■ **Extrait du document**:
■ ■ ■ ■ ■ ■ ■

Racines et sémantique linguistique à propos de la croyance et de la foi en islam
Un article de Kahina Bahloul, pour compléter sa conférence du 4 novembre

Racines et sémantique linguistique à propos de la croyance et de la foi en islam
1. ʾĀ–M–N (āmana) : la confiance et la sécurité
C’est la racine fondamentale de la foi en islam.
Elle donne naissance à al-īmān (الإيمان), la foi ;
à al-muʾmin (المؤمن), le croyant ;
et à al-amn (الأمن), la paix, la sûreté.
Le lien est transparent : croire, c’est se mettre en sûreté en Dieu.
C’est confier son être à ce qui ne trompe pas.
Ainsi, le Coran présente la foi comme une expérience de confiance avant d’être une adhésion doctrinale.
Lorsque Dieu s’adresse aux croyants, Il dit :
« يَا أَيُّهَا الَّذِينَ آمَنُوا » – “Ô vous qui avez cru !”
et non : “Ô vous qui avez pensé”, ou “qui avez compris”.
La foi, al-īmān, est un acte du cœur : tasdīq bi-l-qalb, la ratification intime du vrai.
De cette racine dérive également le nom divin al-Muʾmin — Celui qui accorde la sécurité, la paix.
Ainsi, le croyant (al-muʾmin) est celui qui reçoit en lui une part de la paix divine, et qui devient lui-même source de paix pour autrui.
Croire, c’est participer à cette circulation de sûreté intérieure.
Croire, c’est pacifier.
2. Ṣ–D–Q (ṣadaqa) : la véracité et l’accord
Cette racine signifie dire vrai, être véridique.
D’où viennent ṣidq (véracité), ṣadīq (ami sincère), taṣdīq (ratification).

■ ■ ■ ■ ■ ■ ■

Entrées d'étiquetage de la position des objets

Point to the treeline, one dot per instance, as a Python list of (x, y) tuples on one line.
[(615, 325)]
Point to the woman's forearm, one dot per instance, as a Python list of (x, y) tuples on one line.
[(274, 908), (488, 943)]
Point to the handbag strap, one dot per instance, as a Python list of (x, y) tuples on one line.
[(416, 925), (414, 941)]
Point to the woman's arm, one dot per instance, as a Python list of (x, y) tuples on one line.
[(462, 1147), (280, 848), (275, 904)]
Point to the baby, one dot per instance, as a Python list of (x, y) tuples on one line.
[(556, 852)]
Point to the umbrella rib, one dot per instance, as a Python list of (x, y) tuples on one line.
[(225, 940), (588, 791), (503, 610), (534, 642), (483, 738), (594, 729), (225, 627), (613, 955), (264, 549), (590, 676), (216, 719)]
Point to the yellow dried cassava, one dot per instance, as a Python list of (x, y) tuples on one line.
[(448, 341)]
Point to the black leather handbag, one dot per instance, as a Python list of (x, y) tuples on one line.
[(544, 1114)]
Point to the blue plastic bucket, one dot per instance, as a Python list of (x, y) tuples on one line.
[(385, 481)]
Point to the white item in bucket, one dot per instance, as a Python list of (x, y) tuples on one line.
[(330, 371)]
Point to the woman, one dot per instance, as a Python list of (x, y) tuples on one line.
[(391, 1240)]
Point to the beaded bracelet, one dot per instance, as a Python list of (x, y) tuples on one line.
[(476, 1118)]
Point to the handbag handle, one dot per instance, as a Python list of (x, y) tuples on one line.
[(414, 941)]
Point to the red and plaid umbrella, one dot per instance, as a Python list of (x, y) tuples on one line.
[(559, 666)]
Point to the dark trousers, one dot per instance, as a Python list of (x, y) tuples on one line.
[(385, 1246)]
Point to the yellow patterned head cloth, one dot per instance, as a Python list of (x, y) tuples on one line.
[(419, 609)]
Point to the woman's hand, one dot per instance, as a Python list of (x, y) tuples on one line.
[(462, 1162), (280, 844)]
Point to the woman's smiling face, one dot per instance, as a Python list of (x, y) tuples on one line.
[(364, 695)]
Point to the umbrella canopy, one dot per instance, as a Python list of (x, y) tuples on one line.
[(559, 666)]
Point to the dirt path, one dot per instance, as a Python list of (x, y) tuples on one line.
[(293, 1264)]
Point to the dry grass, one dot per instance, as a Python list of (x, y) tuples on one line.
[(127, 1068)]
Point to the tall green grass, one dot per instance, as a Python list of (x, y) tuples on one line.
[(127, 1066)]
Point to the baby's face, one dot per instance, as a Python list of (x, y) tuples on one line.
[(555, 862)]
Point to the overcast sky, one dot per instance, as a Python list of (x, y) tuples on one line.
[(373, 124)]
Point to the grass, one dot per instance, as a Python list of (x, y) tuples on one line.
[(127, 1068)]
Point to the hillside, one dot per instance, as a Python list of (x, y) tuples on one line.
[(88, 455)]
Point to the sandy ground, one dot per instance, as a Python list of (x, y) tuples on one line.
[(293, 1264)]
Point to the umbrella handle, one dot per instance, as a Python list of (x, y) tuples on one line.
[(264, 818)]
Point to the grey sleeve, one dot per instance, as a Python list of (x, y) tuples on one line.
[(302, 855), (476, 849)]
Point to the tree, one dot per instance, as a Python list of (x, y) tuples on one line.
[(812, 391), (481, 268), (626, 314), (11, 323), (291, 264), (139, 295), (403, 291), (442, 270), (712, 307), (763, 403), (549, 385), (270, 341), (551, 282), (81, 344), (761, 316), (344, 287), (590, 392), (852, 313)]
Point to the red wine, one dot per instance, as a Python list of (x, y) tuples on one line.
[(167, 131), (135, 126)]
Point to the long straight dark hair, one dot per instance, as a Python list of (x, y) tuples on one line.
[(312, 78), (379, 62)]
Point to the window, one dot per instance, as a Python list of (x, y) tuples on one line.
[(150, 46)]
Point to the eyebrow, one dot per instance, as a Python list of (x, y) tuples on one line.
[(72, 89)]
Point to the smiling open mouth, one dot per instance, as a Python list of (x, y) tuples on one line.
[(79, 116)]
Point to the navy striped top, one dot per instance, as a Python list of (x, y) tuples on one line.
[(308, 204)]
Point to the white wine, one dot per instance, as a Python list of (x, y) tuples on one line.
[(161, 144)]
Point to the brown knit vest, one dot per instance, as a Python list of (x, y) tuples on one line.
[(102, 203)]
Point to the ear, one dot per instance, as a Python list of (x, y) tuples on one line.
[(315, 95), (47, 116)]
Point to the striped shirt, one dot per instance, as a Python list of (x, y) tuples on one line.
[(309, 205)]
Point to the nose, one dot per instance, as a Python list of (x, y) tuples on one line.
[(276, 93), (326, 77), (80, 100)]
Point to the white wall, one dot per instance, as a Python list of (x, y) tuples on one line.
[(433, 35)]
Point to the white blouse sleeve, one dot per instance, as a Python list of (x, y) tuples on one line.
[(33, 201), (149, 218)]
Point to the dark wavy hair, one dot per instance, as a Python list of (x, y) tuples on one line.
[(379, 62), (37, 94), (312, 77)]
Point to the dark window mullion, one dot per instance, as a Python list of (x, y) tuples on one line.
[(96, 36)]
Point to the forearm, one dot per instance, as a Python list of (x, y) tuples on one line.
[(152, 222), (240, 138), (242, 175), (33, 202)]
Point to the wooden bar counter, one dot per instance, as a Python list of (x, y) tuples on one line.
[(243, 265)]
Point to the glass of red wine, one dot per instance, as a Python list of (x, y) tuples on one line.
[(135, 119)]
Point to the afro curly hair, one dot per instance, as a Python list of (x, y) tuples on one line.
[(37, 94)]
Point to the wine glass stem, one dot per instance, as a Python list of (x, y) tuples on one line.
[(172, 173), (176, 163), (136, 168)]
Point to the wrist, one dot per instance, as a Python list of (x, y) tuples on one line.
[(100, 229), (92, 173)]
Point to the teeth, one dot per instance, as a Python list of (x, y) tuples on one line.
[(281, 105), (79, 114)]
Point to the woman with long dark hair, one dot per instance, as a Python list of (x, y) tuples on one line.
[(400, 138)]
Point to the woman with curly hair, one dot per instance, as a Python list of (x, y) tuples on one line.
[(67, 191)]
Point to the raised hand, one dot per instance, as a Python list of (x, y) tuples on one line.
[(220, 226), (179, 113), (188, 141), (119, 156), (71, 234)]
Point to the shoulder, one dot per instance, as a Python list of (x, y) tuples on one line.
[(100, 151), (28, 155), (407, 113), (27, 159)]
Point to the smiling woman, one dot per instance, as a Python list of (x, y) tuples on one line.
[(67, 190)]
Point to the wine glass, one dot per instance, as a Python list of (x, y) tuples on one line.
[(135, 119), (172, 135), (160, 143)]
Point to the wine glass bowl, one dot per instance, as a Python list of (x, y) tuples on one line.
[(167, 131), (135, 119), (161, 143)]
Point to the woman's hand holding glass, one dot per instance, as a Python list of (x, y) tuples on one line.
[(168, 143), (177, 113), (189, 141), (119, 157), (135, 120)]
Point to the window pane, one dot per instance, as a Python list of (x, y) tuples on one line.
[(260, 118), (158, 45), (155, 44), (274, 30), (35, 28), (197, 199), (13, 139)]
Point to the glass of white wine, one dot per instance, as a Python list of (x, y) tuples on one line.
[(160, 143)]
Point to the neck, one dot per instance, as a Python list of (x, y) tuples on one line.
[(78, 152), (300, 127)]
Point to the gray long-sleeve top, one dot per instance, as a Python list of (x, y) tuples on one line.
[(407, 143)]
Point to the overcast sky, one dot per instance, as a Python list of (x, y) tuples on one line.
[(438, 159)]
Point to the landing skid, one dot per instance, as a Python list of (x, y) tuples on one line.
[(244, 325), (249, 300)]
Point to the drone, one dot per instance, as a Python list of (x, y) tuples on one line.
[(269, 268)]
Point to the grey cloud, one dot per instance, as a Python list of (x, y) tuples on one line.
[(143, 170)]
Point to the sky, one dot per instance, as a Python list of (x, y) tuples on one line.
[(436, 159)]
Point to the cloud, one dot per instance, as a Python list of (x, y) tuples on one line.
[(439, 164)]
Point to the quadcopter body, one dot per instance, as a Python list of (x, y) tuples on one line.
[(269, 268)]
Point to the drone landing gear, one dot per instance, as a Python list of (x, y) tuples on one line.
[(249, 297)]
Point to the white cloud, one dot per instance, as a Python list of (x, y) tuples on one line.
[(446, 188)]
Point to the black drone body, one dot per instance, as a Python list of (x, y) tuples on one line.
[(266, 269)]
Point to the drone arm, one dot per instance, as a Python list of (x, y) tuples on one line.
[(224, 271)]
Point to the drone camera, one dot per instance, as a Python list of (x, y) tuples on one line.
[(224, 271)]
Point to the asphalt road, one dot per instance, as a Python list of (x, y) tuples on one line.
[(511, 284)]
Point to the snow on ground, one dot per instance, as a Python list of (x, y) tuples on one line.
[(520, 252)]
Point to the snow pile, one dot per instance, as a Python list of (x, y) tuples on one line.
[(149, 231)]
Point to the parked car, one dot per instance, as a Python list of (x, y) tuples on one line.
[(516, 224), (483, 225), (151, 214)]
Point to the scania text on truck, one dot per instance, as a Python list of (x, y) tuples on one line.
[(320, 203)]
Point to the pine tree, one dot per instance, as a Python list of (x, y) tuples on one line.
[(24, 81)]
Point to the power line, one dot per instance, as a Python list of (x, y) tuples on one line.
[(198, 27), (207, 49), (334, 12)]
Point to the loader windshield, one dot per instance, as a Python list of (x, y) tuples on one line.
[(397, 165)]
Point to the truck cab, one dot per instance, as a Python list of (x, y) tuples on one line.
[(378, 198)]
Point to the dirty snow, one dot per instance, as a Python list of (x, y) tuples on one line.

■ ■ ■ ■ ■ ■ ■

■ **Énoncé de l'exercice**:
Transcrivez fidèlement le passage de l'article sur la croyance et la foi en islam qui commence par « De cette racine » et se poursuit jusqu'à « paix pour autrui. ».

■ **Corrigé proposé**:
De cette racine dérive également le nom divin al-Muʾmin — Celui qui accorde la sécurité, la paix.
Ainsi, le croyant (al-muʾmin) est celui qui reçoit en lui une part de la paix divine, et qui devient lui-même source de paix pour autrui.